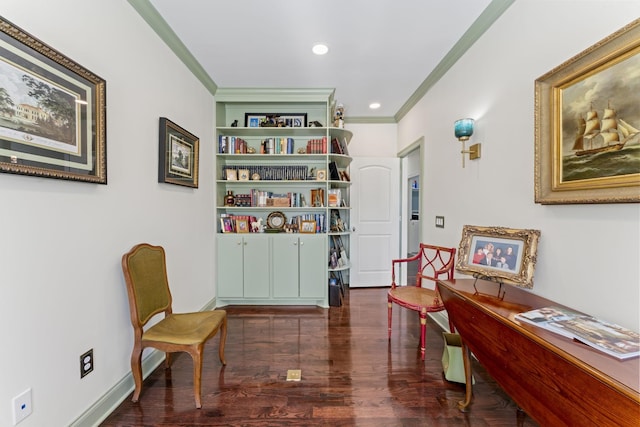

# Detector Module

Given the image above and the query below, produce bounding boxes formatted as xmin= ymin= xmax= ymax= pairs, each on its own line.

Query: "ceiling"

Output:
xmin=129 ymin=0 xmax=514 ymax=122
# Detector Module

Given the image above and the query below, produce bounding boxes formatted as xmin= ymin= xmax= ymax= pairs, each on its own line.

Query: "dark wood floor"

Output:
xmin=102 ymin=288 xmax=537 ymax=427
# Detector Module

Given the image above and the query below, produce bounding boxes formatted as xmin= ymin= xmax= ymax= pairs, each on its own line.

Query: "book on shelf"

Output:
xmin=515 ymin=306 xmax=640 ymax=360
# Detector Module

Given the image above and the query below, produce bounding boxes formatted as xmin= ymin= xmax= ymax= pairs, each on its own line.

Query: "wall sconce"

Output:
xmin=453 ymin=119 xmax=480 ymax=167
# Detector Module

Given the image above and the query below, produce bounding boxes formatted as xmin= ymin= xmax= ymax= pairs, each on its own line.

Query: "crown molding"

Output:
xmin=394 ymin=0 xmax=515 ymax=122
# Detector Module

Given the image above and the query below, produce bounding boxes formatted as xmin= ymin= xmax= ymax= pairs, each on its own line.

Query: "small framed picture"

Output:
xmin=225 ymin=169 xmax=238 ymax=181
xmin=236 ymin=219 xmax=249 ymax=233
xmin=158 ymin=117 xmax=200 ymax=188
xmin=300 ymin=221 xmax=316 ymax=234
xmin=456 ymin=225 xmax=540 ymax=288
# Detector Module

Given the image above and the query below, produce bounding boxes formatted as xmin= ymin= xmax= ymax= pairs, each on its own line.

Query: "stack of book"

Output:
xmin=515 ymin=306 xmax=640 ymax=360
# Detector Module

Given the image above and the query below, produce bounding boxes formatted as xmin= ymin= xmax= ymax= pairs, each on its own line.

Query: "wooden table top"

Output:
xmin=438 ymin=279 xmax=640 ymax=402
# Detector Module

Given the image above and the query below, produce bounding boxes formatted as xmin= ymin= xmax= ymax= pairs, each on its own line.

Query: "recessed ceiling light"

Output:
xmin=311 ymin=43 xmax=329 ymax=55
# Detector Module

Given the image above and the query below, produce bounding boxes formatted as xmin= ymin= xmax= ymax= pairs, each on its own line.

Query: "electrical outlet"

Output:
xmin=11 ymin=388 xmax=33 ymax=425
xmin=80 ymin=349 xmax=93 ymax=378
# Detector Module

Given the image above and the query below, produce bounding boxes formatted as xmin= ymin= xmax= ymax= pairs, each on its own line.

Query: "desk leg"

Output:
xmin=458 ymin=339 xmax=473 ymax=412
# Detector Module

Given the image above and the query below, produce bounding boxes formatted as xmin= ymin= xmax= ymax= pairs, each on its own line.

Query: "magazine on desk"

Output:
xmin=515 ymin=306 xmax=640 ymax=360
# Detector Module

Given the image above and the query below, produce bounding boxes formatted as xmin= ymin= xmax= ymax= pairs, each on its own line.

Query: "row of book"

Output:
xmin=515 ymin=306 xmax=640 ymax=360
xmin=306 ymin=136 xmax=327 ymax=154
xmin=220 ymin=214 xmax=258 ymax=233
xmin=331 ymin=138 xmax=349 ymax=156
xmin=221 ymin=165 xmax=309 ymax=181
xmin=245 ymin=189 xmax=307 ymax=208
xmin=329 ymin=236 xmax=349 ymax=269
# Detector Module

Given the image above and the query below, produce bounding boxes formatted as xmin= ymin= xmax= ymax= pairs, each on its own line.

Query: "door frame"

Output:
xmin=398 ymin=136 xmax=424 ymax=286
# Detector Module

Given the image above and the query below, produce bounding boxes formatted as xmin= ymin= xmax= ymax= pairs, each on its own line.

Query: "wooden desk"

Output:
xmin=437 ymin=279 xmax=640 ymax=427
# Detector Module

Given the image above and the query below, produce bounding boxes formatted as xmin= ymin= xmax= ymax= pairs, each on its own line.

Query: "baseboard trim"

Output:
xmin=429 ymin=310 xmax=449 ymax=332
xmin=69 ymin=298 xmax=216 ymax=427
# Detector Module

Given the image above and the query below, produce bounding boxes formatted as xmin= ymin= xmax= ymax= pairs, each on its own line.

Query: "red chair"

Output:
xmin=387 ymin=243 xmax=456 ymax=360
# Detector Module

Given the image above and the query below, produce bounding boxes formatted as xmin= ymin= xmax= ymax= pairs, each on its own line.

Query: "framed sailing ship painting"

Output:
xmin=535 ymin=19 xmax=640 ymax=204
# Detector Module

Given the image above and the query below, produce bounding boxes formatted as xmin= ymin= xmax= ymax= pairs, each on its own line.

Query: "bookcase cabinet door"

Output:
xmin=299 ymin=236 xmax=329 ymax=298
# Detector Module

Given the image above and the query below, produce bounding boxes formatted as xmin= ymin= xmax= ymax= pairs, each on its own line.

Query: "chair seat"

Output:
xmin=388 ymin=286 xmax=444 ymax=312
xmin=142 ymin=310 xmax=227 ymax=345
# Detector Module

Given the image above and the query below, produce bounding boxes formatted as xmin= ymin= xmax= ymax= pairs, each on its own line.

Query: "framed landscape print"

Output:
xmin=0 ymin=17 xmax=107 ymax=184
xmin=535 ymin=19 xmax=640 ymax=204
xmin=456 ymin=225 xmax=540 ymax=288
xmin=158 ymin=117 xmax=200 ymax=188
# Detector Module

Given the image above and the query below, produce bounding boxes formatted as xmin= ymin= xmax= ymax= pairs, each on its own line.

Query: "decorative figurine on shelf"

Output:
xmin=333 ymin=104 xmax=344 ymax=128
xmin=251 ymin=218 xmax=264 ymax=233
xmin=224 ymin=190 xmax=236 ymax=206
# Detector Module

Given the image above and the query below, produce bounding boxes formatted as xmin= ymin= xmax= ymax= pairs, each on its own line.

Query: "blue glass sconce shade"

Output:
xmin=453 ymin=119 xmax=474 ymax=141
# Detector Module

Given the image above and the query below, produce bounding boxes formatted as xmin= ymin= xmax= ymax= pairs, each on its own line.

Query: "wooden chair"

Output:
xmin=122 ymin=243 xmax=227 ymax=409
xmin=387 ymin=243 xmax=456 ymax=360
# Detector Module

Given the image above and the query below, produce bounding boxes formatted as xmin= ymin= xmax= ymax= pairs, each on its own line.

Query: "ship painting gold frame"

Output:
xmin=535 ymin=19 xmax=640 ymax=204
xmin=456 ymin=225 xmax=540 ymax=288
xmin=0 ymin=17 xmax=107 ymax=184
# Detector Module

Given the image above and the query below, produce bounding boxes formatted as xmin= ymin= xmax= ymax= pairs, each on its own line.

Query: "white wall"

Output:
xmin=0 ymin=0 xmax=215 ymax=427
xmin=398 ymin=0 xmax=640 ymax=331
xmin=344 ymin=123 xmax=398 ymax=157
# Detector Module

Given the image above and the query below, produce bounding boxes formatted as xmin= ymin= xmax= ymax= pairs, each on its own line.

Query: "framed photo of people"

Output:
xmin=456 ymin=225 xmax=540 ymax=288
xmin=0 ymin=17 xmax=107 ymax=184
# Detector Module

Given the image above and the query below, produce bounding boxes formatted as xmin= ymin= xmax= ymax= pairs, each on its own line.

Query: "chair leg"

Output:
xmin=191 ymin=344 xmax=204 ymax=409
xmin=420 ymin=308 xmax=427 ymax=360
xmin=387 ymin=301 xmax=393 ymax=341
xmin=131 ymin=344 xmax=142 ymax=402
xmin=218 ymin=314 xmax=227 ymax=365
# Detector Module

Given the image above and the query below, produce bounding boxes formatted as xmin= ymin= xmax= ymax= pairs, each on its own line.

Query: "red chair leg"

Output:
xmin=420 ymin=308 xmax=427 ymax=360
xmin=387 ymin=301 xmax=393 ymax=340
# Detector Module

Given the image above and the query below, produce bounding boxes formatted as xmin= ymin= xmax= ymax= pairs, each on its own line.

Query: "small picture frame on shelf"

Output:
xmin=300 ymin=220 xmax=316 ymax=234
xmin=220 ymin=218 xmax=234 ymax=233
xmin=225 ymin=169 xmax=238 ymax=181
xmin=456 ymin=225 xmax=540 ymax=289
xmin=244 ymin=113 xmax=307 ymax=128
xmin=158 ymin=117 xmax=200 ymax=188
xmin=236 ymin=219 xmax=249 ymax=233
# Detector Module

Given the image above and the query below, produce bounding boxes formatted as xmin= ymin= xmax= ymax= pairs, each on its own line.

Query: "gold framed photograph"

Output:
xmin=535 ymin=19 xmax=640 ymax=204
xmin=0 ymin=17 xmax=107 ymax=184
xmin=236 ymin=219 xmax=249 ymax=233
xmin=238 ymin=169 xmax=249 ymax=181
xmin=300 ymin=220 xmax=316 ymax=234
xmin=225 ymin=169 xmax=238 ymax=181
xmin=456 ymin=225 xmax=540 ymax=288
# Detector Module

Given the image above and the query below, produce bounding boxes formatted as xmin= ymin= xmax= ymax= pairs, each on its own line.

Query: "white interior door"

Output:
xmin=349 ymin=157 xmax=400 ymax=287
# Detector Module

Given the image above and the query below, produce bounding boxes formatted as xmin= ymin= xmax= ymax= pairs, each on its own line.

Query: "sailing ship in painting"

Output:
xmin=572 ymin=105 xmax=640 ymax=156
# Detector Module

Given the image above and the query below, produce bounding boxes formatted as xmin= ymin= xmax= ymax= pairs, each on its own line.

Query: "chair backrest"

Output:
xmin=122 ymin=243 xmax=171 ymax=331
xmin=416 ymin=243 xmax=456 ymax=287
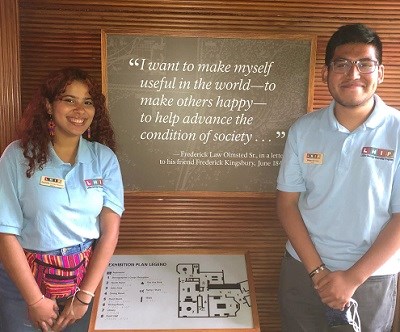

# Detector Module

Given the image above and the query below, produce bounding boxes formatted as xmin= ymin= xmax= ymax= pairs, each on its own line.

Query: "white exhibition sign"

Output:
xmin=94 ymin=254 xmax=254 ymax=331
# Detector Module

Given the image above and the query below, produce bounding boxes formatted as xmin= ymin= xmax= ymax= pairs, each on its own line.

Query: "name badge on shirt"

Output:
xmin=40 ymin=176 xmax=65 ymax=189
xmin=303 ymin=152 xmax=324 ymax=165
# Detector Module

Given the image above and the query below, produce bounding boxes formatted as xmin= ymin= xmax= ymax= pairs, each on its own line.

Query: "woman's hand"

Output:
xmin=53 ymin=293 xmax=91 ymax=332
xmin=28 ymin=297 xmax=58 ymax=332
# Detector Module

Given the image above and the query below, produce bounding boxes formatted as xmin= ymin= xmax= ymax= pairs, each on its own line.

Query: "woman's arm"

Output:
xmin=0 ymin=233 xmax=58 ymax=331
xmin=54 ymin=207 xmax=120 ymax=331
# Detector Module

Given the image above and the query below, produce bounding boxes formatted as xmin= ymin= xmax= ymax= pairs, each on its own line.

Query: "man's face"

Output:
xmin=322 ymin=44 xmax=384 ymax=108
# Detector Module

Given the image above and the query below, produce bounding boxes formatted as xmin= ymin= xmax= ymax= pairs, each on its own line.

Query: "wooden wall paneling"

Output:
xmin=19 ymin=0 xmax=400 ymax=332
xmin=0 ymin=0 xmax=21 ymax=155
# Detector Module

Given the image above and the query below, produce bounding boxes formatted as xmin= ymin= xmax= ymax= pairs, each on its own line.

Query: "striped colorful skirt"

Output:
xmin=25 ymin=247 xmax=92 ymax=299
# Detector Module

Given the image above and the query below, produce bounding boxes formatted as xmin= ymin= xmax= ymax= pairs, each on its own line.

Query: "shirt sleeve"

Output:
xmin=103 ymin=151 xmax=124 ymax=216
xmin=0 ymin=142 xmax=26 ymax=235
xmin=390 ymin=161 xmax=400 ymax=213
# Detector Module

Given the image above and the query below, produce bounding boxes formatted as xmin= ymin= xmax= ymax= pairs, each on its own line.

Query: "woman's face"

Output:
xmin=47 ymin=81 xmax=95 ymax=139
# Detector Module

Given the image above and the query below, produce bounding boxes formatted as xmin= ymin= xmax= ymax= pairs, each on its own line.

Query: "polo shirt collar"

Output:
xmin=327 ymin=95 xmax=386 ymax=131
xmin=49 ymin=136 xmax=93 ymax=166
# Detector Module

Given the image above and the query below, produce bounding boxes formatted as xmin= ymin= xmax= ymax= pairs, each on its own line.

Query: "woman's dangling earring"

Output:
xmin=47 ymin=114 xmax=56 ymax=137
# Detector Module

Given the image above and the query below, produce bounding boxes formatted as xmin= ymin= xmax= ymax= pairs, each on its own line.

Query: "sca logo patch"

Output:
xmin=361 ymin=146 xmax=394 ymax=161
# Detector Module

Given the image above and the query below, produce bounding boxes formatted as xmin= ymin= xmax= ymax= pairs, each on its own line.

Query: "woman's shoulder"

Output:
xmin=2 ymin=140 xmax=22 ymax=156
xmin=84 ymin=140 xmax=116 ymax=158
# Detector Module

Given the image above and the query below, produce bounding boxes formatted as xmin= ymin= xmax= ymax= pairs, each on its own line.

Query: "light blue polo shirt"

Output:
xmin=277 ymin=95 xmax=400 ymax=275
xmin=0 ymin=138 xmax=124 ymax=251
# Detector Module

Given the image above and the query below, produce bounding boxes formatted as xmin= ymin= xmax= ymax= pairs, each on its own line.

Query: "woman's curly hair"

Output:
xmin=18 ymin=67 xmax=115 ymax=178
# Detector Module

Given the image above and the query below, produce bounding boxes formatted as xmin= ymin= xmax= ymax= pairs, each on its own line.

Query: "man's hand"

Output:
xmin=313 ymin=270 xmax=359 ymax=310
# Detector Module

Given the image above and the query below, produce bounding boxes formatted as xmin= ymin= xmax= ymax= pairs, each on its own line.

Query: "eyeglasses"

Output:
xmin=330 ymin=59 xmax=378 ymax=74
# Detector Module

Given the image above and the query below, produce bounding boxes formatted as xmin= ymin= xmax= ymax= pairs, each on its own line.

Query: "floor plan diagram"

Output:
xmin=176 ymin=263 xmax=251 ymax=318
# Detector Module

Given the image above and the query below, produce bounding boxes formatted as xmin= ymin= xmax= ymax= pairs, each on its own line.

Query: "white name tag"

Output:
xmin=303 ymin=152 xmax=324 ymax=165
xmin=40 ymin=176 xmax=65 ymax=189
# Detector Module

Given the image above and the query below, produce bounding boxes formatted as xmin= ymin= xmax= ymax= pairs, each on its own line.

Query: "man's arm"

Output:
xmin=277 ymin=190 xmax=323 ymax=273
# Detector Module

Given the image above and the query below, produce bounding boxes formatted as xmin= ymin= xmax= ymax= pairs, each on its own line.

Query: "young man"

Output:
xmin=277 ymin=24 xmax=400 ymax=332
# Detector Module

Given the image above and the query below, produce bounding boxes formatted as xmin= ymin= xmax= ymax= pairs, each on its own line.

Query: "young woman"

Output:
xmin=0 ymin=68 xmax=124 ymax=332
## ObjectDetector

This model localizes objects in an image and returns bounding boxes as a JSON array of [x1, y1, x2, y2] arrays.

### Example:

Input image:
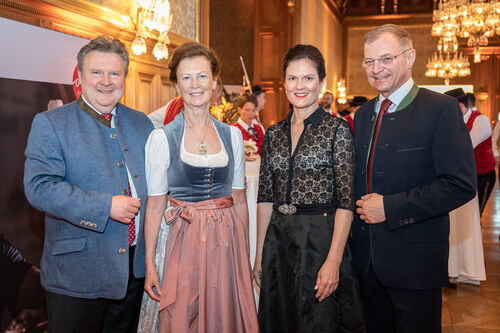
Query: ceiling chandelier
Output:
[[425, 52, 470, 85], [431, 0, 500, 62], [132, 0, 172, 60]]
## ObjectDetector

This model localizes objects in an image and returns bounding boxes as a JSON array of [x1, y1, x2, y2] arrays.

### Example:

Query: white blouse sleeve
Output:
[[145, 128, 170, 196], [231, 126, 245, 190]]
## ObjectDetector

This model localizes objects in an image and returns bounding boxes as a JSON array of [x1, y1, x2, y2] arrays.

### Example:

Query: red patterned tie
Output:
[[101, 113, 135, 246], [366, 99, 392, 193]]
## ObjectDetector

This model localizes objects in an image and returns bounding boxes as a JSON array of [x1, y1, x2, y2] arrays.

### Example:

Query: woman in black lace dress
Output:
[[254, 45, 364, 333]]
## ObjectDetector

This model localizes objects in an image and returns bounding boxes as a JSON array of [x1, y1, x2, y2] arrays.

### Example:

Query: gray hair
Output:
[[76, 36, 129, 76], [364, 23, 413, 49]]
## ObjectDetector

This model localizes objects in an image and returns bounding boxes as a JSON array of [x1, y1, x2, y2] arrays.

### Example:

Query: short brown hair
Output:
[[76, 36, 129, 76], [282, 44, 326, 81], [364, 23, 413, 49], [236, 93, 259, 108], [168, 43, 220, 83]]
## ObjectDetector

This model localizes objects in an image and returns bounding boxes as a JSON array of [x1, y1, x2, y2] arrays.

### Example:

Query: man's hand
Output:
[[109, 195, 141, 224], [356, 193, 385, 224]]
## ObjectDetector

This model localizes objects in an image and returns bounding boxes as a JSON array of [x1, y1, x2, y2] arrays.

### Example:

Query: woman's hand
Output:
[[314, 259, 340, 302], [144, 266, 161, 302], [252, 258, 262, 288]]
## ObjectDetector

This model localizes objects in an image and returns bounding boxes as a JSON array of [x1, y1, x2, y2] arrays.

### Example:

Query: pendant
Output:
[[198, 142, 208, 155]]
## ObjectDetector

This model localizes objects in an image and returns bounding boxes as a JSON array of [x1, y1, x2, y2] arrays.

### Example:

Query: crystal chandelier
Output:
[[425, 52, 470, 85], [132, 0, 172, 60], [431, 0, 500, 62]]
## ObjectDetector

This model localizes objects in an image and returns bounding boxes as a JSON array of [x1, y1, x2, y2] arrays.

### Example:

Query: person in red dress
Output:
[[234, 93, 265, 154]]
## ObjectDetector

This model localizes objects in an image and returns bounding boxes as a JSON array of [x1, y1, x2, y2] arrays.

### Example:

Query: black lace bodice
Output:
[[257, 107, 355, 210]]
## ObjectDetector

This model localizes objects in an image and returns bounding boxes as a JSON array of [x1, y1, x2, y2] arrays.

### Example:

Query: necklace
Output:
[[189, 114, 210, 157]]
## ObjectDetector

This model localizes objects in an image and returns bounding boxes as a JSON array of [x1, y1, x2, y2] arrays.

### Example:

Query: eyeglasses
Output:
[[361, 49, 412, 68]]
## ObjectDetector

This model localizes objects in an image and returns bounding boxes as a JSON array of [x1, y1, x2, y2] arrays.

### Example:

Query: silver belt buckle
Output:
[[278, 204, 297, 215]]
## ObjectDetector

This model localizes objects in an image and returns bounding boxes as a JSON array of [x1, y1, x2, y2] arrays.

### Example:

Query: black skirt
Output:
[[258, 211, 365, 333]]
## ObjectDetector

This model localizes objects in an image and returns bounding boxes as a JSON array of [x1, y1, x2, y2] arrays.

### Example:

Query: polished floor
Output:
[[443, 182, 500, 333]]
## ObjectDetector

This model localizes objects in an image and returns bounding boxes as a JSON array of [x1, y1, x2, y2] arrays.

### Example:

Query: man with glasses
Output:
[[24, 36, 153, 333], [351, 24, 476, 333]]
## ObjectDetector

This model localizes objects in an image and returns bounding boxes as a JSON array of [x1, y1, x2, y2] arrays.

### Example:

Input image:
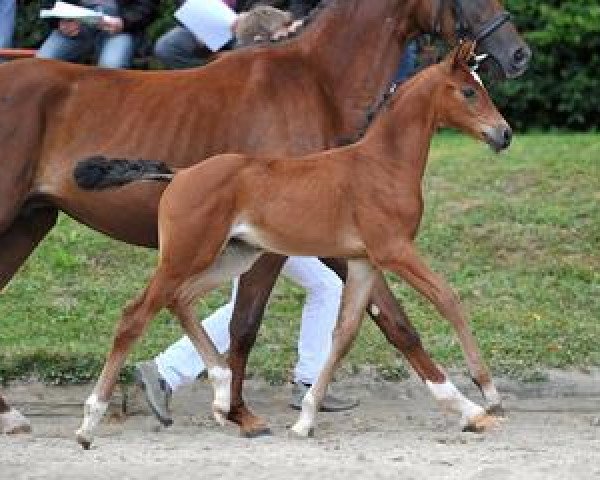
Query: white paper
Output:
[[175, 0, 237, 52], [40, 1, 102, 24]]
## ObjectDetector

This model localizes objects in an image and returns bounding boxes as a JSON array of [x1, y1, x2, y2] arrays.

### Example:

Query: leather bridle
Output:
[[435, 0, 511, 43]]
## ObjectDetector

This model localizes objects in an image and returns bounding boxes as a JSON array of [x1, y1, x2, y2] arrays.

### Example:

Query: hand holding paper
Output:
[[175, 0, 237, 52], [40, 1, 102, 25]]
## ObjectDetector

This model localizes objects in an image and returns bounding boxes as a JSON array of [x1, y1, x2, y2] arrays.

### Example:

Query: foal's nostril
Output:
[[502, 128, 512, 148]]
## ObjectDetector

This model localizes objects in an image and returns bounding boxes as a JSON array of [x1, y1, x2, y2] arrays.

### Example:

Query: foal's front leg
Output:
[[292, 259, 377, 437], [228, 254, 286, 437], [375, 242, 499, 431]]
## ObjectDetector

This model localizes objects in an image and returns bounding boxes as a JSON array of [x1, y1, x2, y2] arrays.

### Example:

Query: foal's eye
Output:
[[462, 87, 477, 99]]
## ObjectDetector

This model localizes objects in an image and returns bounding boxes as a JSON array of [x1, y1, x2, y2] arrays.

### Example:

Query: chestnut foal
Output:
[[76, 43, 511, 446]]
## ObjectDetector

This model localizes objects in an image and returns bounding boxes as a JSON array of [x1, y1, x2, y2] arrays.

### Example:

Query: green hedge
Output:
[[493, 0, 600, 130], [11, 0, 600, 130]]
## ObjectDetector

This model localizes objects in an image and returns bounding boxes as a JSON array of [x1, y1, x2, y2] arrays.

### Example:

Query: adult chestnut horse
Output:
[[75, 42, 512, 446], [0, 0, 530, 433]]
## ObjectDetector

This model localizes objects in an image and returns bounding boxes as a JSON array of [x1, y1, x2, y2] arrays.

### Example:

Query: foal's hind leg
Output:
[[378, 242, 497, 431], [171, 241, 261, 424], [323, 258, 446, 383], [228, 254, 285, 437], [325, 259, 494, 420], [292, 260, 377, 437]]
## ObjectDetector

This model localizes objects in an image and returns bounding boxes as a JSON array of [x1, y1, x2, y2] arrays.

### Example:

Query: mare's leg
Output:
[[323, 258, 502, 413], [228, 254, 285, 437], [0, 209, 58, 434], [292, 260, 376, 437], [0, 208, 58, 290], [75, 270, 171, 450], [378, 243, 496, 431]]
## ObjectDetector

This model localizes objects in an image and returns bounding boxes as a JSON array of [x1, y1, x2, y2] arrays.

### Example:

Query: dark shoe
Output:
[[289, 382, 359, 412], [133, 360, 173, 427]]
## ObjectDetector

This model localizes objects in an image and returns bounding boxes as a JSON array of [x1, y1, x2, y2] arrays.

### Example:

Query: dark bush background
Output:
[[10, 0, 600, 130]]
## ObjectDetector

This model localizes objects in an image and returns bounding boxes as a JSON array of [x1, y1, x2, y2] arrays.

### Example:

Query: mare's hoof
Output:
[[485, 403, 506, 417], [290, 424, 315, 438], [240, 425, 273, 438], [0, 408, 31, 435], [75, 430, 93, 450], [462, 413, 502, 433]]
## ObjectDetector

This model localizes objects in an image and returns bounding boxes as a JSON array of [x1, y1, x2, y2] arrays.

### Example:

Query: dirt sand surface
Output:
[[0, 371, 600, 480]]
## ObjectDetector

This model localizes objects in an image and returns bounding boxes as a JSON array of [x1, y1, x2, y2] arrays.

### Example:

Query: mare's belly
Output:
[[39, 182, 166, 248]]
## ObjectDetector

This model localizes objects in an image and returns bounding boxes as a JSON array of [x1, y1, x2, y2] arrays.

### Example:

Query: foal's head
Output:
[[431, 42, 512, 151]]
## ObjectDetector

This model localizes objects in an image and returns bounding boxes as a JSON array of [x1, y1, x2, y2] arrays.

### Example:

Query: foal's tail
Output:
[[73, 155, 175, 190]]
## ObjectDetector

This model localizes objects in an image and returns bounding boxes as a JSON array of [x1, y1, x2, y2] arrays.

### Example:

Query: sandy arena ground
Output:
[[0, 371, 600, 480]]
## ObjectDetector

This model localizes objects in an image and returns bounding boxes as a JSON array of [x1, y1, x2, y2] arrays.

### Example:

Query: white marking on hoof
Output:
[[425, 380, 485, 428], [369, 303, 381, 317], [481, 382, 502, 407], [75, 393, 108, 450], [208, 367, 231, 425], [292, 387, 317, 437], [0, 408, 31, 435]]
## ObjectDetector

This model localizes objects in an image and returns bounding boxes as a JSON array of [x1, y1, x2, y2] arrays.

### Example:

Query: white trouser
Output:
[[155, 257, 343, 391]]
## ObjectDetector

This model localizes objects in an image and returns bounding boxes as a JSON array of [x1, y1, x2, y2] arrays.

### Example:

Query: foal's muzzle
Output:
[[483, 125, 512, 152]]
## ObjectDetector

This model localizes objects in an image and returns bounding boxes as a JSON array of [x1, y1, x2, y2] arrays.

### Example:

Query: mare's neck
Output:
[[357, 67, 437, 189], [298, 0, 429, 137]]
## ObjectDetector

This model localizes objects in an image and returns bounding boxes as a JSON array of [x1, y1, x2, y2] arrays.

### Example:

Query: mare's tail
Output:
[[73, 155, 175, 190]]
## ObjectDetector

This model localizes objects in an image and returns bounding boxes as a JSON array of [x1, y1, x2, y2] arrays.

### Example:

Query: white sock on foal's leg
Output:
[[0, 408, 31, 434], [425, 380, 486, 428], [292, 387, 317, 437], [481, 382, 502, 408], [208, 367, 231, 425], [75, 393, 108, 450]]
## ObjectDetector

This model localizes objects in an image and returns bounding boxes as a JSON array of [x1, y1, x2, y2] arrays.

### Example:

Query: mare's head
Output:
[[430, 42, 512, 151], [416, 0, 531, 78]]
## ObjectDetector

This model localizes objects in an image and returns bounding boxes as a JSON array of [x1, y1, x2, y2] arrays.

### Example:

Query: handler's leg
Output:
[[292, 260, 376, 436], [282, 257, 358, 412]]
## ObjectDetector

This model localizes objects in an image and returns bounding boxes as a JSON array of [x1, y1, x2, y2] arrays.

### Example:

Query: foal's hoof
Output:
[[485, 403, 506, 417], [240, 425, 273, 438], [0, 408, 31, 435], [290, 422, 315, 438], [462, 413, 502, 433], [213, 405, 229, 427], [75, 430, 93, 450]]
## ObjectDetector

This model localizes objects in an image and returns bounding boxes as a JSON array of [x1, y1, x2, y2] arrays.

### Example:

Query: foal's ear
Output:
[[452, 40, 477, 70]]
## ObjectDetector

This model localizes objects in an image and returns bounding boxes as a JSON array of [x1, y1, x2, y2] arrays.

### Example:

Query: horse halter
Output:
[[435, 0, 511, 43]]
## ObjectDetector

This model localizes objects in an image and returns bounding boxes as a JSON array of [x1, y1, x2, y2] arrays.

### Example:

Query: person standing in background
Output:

> **TASK STATEMENT**: Gather every line of the records above that contains the word "skirt", and list those lines in their original order, unchanged.

> **THE RESULT**:
Query: "striped colorful skirt"
Query: black skirt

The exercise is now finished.